Challenge 1: Rewrite the paragraph of the Transformers: Dark of the Moon page that begins "Cast: Shia LaBeouf" as a list pairing each actor with the character played.
Challenge 2: Extend the Transformers: Dark of the Moon page with new text that starts right after the cast listing.

Source excerpt:
>> start

Transformers: Dark of the Moon (2011)

Transformers: Dark of the Moon (2011)

Sexist, violent, crude and deeply disgusting. Transformers continues to make you weep for your childhood memories

Director: Michael Bay

Cast: Shia LaBeouf (Sam Witwicky), Josh Duhamel (Colonel William Lennox), John Turturro (Seymour Simmons), Tyrese Gibson (Robert Epps), Rosie Huntington-Whiteley (Carly Spencer), Patrick Dempsey (Dylan Gould), John Malkovich (Bruce Brazos), Frances McDormand (Charlotte Mearing), Kevin Dunn (Ron Witwicky), Julie White (Judy Witwicky), Alan Tudyk (Dutch Gerhardt)

>> end

Given data:

>> start

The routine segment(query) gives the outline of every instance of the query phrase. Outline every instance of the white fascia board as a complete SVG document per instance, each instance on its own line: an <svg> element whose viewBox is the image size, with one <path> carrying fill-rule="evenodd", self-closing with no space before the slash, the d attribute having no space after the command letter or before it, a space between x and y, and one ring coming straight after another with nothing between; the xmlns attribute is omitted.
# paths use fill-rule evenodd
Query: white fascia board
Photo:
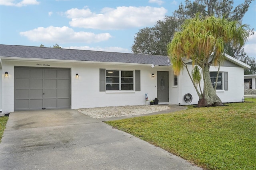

>> end

Result 1:
- Shia LaBeouf: Sam Witwicky
- Josh Duhamel: Colonel William Lennox
- John Turturro: Seymour Simmons
- Tyrese Gibson: Robert Epps
- Rosie Huntington-Whiteley: Carly Spencer
- Patrick Dempsey: Dylan Gould
- John Malkovich: Bruce Brazos
- Frances McDormand: Charlotte Mearing
- Kevin Dunn: Ron Witwicky
- Julie White: Judy Witwicky
- Alan Tudyk: Dutch Gerhardt

Result 2:
I’m ashamed to say when I saw it in the cinema I sort of enjoyed it. Goes to show how the excitement of a trip out can make the most ghastly, horrible, vile piece of work feel like fun. Even at the time, I recognised enjoying Transformers: Dark of the Moon was like becoming engaged with the story-telling in a porno. Doesn’t change the fact it’s a crude exercise, pandering to your baser instincts.

The plot? Autobots. Decepticons. Blah, blah, blah. Don’t worry if you’ve not seen the previous films: this merrily contradicts them. In the 60s an Autobot ship crashes on the moon, the moon landings were all about exploring the wreckage. In the present day our “hero” Sam (a never more annoying, unlikable Shia LaBeouf) can’t land a job and the Decepticons hatch a plan to destroy the planet by bringing their homeworld Cybertron here. Former Autobot Boss Sentinal Prime betrays everyone. Optimus Prime doubles down on being a psychopath. It’s very loud and makes no sense.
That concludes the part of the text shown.